• **Required work**
Rewrite the stretch from the line containing "Is there any reflection" through the line containing "[198, 99, 281, 258]", changing "reflection on glass" to "glare on glass" and leaving everything else the same.

Saved items from a collection
+ + +

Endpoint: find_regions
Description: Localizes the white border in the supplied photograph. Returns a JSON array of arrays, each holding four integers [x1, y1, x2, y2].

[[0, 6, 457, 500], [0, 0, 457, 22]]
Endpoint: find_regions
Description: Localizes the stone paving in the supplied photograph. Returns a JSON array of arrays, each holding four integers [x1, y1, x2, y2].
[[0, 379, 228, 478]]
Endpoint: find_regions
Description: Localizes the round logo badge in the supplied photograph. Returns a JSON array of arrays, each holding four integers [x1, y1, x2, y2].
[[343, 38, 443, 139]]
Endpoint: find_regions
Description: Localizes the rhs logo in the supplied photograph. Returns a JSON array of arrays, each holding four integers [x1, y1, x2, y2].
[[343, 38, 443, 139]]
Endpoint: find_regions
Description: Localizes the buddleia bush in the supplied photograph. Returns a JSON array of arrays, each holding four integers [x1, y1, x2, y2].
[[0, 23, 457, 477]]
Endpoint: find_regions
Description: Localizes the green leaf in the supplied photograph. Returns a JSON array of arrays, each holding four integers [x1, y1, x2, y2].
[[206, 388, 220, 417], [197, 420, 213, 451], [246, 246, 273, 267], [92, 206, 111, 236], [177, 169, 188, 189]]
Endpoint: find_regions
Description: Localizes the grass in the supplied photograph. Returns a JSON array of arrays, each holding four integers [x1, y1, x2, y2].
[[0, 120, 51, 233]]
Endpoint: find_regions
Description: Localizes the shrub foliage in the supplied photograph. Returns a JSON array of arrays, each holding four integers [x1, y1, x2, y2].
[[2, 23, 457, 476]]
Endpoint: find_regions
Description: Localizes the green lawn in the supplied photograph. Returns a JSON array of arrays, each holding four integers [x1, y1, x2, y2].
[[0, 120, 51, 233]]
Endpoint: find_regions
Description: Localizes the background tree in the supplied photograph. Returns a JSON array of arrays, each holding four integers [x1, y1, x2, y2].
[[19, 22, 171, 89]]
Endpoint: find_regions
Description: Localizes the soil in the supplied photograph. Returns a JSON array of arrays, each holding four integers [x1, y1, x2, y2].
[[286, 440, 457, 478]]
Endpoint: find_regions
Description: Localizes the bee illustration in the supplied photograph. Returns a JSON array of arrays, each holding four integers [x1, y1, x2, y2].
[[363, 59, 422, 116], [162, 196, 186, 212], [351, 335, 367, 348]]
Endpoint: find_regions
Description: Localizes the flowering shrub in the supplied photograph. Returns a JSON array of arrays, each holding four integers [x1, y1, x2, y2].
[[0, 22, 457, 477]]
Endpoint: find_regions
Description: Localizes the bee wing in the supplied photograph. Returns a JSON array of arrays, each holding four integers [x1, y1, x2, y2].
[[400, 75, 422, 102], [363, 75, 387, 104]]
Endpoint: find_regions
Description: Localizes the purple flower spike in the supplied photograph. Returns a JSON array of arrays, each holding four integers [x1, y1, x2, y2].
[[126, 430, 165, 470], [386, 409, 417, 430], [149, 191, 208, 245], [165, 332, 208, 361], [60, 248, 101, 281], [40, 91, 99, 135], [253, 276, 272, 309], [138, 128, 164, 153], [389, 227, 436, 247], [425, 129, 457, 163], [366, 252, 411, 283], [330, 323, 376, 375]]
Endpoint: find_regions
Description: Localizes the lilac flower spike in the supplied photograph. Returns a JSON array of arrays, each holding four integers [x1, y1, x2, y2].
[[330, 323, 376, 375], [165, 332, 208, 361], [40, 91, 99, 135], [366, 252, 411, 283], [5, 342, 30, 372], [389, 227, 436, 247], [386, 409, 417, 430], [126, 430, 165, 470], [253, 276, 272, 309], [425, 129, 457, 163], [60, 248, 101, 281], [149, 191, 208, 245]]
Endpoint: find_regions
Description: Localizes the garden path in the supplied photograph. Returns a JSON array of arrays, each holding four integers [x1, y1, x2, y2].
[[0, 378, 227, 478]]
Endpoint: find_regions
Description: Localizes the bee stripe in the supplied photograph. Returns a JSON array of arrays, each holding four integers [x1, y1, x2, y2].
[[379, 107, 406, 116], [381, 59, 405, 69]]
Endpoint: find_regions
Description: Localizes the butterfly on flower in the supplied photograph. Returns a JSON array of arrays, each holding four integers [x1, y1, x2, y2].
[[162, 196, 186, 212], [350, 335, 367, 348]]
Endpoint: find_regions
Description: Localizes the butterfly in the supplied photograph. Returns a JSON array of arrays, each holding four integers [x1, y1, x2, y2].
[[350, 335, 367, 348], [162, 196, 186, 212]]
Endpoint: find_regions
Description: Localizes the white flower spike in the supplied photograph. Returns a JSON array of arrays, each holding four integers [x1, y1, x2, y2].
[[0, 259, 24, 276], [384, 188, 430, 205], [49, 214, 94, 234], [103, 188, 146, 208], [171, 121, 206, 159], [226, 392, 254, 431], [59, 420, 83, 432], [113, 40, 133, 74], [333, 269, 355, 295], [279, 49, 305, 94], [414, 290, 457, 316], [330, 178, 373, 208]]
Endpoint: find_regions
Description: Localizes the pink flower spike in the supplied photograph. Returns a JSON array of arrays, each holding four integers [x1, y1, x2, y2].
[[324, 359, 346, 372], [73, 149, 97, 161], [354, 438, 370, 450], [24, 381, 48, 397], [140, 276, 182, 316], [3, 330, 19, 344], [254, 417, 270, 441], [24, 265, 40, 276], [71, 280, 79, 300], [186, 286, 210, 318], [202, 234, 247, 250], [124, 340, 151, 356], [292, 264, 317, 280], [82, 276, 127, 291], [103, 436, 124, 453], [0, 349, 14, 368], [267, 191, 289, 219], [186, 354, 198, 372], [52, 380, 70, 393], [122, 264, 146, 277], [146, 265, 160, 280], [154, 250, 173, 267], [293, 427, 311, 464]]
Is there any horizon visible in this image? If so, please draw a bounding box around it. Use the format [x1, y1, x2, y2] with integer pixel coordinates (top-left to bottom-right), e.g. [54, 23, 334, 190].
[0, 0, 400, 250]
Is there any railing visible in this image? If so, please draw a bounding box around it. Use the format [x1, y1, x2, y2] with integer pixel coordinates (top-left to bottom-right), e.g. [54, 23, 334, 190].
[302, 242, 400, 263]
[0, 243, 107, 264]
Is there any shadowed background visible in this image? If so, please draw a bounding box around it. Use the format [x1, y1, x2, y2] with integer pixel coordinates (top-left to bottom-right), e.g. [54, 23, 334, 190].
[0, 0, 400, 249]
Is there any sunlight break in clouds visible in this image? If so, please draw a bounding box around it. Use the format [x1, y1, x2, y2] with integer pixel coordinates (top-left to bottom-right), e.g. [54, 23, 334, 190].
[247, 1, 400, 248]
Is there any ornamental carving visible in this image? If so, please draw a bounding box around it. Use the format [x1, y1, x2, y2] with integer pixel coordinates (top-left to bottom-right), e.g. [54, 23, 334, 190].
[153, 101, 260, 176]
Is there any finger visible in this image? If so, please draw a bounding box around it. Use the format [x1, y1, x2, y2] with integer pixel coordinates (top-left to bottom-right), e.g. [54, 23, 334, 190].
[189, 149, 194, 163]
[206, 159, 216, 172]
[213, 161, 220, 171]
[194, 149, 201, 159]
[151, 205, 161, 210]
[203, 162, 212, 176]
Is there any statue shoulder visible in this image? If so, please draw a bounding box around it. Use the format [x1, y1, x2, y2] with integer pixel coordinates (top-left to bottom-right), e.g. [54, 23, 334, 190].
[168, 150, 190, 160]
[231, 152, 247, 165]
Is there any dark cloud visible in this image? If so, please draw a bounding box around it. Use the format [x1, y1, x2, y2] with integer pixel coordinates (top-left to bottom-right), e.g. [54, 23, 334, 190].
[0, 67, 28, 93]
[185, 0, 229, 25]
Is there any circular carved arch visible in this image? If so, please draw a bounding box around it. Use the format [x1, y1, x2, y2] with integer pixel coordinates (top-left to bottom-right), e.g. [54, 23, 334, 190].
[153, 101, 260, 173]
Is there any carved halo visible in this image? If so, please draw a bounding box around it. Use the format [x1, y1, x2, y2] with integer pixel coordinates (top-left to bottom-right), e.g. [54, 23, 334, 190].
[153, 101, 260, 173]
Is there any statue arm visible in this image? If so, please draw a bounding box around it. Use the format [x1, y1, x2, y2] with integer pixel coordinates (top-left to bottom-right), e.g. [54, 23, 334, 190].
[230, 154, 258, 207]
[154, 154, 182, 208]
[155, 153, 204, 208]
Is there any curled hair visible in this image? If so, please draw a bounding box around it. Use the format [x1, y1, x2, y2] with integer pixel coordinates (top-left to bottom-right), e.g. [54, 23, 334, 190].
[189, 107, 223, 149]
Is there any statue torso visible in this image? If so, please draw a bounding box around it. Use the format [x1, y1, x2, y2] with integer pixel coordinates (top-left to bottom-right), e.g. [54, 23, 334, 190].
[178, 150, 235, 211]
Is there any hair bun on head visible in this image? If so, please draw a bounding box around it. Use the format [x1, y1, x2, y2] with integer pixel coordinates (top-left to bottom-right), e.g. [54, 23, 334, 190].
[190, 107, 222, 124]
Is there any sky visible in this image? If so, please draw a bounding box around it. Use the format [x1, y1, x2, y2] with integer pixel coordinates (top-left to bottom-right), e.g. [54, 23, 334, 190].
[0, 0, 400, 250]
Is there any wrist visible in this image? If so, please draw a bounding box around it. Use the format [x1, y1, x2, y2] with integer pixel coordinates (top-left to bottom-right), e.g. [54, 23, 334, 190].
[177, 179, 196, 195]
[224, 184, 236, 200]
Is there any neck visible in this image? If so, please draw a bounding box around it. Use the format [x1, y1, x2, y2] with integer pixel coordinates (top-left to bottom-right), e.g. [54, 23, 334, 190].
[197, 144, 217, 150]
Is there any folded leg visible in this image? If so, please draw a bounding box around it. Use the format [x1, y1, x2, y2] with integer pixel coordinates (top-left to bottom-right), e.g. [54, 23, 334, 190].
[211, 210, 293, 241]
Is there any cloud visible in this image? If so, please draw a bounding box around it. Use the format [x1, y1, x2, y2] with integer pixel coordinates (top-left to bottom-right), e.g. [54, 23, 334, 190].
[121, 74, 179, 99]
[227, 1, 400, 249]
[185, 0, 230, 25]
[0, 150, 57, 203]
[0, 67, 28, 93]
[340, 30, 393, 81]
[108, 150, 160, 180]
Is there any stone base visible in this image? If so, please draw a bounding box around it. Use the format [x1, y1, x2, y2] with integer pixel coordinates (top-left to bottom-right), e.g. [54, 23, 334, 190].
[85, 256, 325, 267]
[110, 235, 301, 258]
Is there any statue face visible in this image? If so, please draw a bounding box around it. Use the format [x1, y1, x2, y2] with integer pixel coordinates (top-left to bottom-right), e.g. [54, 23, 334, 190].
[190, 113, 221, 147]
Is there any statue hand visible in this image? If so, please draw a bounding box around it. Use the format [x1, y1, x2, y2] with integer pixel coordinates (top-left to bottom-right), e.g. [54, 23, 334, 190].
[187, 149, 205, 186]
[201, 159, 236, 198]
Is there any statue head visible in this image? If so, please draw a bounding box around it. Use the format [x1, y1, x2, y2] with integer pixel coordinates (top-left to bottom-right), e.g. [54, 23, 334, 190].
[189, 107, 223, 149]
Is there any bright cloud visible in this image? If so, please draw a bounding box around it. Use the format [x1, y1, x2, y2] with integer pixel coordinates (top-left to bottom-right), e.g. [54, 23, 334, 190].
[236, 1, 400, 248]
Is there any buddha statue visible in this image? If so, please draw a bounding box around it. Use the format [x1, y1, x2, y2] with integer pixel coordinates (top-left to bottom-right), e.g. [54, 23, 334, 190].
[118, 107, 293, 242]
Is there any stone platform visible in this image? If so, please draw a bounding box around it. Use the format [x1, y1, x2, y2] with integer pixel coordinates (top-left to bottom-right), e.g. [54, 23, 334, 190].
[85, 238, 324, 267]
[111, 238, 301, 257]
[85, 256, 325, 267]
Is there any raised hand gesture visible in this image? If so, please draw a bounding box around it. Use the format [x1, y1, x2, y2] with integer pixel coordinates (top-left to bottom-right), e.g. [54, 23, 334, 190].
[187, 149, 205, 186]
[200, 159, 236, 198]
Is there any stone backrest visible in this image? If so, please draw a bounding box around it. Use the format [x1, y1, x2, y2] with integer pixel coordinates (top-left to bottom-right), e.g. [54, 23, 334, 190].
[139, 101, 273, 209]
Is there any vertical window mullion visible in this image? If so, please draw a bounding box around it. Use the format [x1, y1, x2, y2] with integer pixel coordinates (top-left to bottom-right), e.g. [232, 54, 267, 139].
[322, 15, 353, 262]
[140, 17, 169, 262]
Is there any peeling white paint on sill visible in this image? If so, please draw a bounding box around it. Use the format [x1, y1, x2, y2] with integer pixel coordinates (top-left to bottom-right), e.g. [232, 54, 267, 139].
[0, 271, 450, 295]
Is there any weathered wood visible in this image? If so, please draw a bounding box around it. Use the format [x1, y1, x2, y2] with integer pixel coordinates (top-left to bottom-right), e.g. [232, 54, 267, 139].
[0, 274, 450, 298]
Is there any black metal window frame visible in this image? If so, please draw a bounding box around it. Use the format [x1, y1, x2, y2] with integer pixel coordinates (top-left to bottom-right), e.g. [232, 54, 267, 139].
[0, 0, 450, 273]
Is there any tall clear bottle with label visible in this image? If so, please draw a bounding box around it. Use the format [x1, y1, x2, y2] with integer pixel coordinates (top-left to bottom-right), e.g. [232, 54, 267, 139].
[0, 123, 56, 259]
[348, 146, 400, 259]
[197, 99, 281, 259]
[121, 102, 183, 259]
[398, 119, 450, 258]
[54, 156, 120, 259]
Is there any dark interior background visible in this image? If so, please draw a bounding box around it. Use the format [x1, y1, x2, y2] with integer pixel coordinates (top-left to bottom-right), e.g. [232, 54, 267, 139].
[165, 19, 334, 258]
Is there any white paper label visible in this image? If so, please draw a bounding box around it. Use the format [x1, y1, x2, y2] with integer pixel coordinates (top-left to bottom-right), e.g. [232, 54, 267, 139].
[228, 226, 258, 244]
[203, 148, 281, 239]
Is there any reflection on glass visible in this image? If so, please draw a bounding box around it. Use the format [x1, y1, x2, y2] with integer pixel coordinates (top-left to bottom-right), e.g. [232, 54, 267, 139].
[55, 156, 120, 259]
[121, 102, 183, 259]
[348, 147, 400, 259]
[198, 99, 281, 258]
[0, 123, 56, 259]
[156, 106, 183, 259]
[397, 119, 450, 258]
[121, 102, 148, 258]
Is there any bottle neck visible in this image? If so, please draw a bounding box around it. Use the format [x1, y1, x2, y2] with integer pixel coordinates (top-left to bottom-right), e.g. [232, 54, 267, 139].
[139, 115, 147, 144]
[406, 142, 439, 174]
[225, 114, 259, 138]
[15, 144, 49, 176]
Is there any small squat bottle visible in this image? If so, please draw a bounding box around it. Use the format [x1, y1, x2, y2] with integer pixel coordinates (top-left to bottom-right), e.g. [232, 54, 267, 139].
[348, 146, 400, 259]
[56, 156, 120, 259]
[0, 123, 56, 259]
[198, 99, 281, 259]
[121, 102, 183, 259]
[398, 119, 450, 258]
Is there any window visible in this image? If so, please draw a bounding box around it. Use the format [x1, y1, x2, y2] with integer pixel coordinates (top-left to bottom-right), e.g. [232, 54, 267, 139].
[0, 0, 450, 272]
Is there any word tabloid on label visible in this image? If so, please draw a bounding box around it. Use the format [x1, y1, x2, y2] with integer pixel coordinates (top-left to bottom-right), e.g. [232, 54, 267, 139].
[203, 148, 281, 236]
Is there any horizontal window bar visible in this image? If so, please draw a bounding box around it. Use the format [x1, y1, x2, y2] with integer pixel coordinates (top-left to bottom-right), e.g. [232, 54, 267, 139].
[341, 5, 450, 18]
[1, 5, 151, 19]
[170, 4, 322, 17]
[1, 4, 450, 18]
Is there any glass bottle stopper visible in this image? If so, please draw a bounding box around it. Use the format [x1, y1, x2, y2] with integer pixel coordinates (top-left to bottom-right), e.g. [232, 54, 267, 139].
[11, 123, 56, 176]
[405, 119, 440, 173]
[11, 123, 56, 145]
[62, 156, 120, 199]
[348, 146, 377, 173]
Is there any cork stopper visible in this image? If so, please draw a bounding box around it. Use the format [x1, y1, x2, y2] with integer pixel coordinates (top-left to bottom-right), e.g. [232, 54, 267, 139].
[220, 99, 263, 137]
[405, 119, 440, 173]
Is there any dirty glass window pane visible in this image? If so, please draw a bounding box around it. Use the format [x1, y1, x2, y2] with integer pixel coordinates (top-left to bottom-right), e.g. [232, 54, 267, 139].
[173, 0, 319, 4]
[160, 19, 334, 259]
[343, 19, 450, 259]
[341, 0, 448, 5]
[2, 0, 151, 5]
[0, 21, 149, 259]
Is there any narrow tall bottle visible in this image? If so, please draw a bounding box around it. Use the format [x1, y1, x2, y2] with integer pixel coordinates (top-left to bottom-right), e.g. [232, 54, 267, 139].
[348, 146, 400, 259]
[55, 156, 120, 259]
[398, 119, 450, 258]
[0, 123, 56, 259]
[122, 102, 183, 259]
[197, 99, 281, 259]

+ + +

• **Task output**
Is there any glare on glass visible in this image? If so, please draw a bounding box around it. Use the format [x1, y1, x2, y2] with integer pixel coordinates (top-left to bottom-right), e.g. [232, 54, 267, 139].
[55, 156, 120, 259]
[121, 102, 183, 259]
[348, 147, 400, 259]
[198, 99, 281, 258]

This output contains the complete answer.